§ **SET EXERCISE**
Rewrite all of the material below as a numbered list, leaving out any blank lines.

Data taken from a collection:
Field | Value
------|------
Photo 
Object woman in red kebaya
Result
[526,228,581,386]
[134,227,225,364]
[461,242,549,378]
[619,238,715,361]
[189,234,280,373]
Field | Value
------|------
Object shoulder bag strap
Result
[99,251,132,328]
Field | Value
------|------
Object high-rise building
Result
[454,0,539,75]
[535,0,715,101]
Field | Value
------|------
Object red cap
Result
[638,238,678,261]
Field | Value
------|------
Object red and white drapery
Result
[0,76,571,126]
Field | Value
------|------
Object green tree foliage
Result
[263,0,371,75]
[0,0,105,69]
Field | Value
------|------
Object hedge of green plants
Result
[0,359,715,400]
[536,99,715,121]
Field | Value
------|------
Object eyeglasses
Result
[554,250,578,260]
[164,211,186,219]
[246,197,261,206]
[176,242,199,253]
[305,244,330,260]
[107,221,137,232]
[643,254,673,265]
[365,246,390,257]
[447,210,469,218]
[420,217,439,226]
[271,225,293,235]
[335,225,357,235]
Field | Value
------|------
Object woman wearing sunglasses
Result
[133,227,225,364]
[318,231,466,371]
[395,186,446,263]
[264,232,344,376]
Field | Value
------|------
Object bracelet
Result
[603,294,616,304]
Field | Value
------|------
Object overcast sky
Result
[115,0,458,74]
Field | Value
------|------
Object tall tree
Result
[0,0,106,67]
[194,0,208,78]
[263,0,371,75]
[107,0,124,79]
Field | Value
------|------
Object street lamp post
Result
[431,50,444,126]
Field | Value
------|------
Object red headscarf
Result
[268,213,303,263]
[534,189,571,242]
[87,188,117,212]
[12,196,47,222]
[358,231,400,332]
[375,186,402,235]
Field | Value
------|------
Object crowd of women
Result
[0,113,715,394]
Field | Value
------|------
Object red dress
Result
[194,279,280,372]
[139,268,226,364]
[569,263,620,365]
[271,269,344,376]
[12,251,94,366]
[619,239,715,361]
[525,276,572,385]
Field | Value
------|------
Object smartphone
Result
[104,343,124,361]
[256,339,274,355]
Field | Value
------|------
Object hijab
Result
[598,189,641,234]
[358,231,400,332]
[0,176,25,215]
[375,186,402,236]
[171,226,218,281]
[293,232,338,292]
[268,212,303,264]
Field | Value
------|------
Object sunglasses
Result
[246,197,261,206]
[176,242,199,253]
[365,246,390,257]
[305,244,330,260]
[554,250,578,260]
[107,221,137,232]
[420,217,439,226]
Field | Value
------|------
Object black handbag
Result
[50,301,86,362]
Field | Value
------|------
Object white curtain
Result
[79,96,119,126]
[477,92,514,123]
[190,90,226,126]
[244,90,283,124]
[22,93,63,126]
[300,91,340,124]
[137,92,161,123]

§ **EXERCISE OUTPUT**
1. Field | Value
2. ------|------
3. Photo 
4. Object woman in red kebaya
5. Result
6. [526,228,581,386]
7. [134,227,225,364]
8. [461,242,549,378]
9. [619,238,715,361]
10. [189,234,280,373]
11. Field | Value
12. ------|------
13. Object shoulder bag strap
14. Result
15. [99,251,132,328]
16. Field | Value
17. ------|------
18. Object high-rise building
19. Result
20. [454,0,539,75]
21. [535,0,715,101]
22. Field | Value
23. ------|------
24. Object red cap
25. Result
26. [638,238,678,261]
27. Field | Value
28. ------|------
29. Object red and white drapery
30. Result
31. [0,76,571,126]
32. Field | Value
33. ------|------
34. Object green tree foliage
35. Result
36. [263,0,371,75]
37. [0,0,105,69]
38. Field | Value
39. ------|------
40. Object hedge of green plants
41. Result
42. [0,359,715,400]
43. [536,99,715,121]
44. Field | Value
45. ------|------
46. Object eyeglasses
47. Result
48. [554,250,578,260]
49. [164,211,186,219]
50. [246,197,261,206]
51. [176,242,199,253]
52. [305,244,330,260]
53. [107,221,137,232]
54. [643,254,673,265]
55. [365,246,390,257]
56. [447,210,469,218]
57. [420,217,439,226]
58. [271,225,293,235]
59. [335,225,357,235]
60. Field | Value
61. ------|------
62. Object woman wearing sunglasses
63. Result
64. [133,227,225,364]
65. [318,231,466,371]
66. [395,186,446,263]
67. [264,232,344,376]
68. Field | Value
69. ------|------
70. Object bracelet
71. Result
72. [603,294,616,304]
73. Field | Value
74. ------|------
75. Object overcast sky
76. Result
77. [115,0,458,74]
78. Field | Value
79. ------|------
80. Object tall tree
81. Result
82. [0,0,106,67]
83. [194,0,208,78]
84. [263,0,371,75]
85. [107,0,124,79]
86. Field | Value
87. ------|------
88. Object street lamp post
89. Result
90. [431,50,444,126]
91. Field | Value
92. ------|------
93. Object red headscarf
94. Result
95. [268,213,303,263]
96. [534,189,571,242]
97. [87,188,117,212]
98. [12,196,47,222]
99. [358,231,400,332]
100. [375,186,402,235]
101. Field | Value
102. ------|------
103. Object crowd of women
104. Result
105. [0,113,715,394]
106. Field | Value
107. ------|------
108. Object red dress
109. Result
110. [194,279,280,372]
111. [139,268,226,364]
112. [569,263,620,365]
113. [271,269,344,376]
114. [12,251,94,366]
115. [619,239,715,361]
116. [525,276,572,385]
117. Field | Value
118. ------|------
119. Object smartphone
120. Result
121. [104,343,124,361]
122. [256,339,274,355]
123. Field | Value
124. ------|------
125. Object hijab
126. Result
127. [598,189,641,234]
128. [358,231,400,332]
129. [0,176,25,215]
130. [375,186,402,236]
131. [171,226,218,281]
132. [293,232,338,292]
133. [268,212,303,264]
134. Field | Value
135. ------|------
136. Object sunglasses
137. Result
138. [246,197,261,206]
139. [176,242,199,253]
140. [365,246,390,257]
141. [305,244,330,260]
142. [554,250,578,260]
143. [107,221,137,232]
144. [420,217,439,226]
145. Field | Value
146. ------|------
147. Object black handbag
148. Result
149. [50,301,86,362]
150. Field | Value
151. ------|------
152. Object white curtain
153. Result
154. [79,96,119,126]
155. [477,92,514,123]
156. [190,90,226,126]
157. [244,90,283,124]
158. [22,93,63,126]
159. [300,91,340,124]
160. [137,92,161,123]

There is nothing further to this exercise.